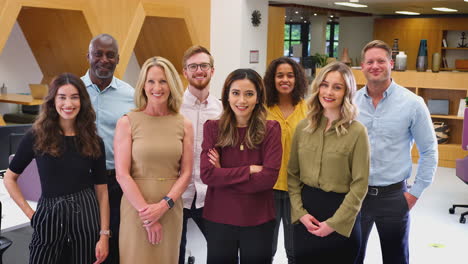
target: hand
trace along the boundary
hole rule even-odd
[[[320,222],[310,214],[303,215],[299,221],[301,221],[301,223],[307,228],[307,231],[309,232],[317,230],[319,228],[318,226],[320,225]]]
[[[169,208],[164,200],[159,203],[149,204],[138,211],[141,221],[144,226],[151,225],[152,222],[157,222],[167,212]]]
[[[403,195],[406,198],[406,203],[408,203],[408,209],[411,210],[413,206],[416,204],[416,202],[418,201],[418,198],[410,194],[409,192],[404,192]]]
[[[259,173],[263,170],[263,166],[260,165],[250,165],[250,174]]]
[[[209,162],[215,166],[215,168],[221,168],[221,164],[219,163],[219,154],[215,148],[212,148],[208,151],[208,158]]]
[[[326,237],[329,234],[335,232],[335,229],[331,228],[327,222],[320,222],[318,229],[310,231],[310,233],[319,236],[319,237]]]
[[[152,245],[157,245],[162,241],[162,225],[159,222],[153,222],[149,226],[145,226],[148,233],[148,242]]]
[[[99,264],[109,255],[109,236],[101,235],[101,238],[96,243],[96,261],[93,264]]]

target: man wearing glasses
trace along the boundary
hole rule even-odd
[[[180,242],[179,264],[185,263],[187,243],[187,221],[197,224],[205,236],[203,206],[205,205],[206,185],[200,180],[200,153],[203,141],[203,124],[206,120],[218,118],[223,110],[221,101],[210,95],[210,80],[214,73],[214,60],[210,52],[202,46],[187,49],[182,58],[183,72],[189,85],[185,90],[180,112],[192,121],[194,131],[192,180],[182,195],[184,200],[184,221]]]

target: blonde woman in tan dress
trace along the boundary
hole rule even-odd
[[[114,151],[122,187],[120,263],[177,263],[182,200],[193,162],[193,129],[179,114],[183,88],[166,59],[143,64],[137,109],[117,123]]]

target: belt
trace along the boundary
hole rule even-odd
[[[106,175],[107,175],[108,177],[110,177],[110,176],[115,176],[115,169],[106,170]]]
[[[379,194],[401,190],[406,185],[406,181],[397,182],[387,186],[369,186],[367,189],[367,194],[377,196]]]

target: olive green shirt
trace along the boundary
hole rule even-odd
[[[339,234],[349,237],[367,193],[367,130],[358,121],[353,121],[347,128],[348,133],[338,136],[336,121],[324,132],[326,124],[327,118],[322,117],[313,133],[304,131],[307,119],[297,125],[288,163],[291,218],[295,223],[308,213],[314,216],[314,212],[307,212],[303,207],[301,190],[304,184],[326,192],[346,193],[340,207],[326,223]]]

** Exercise instructions **
Find the line that contains "target: man wearing glasses". Repeat it and every line after it, exactly as written, up to and including the last line of the records above.

** Reply to the task **
target: man wearing glasses
trace along the boundary
hole rule even-odd
[[[180,242],[179,264],[185,263],[187,243],[187,221],[197,224],[205,236],[203,206],[205,205],[206,185],[200,180],[200,153],[203,141],[203,124],[206,120],[218,118],[223,110],[221,101],[210,95],[210,80],[214,73],[214,60],[210,52],[202,46],[187,49],[182,58],[183,72],[189,85],[185,90],[180,112],[192,121],[194,131],[192,180],[182,195],[184,200],[184,221]]]

target: blonde woman in tan dress
trace along the boundary
hole rule even-odd
[[[114,151],[122,187],[120,263],[177,263],[182,200],[193,162],[193,129],[179,114],[183,88],[166,59],[143,64],[137,109],[117,123]]]

target: belt
trace along the boundary
hole rule even-odd
[[[106,175],[107,175],[108,177],[110,177],[110,176],[115,176],[115,169],[106,170]]]
[[[379,194],[401,190],[406,185],[406,181],[397,182],[387,186],[369,186],[367,189],[367,194],[377,196]]]

target: olive green shirt
trace along the boundary
hole rule even-odd
[[[339,234],[349,237],[367,193],[367,130],[358,121],[353,121],[347,128],[348,133],[338,136],[336,121],[324,132],[326,124],[327,118],[322,117],[313,133],[304,131],[307,119],[297,125],[288,163],[291,218],[295,223],[308,213],[314,216],[314,212],[307,212],[303,207],[301,190],[304,184],[326,192],[346,193],[340,207],[326,223]]]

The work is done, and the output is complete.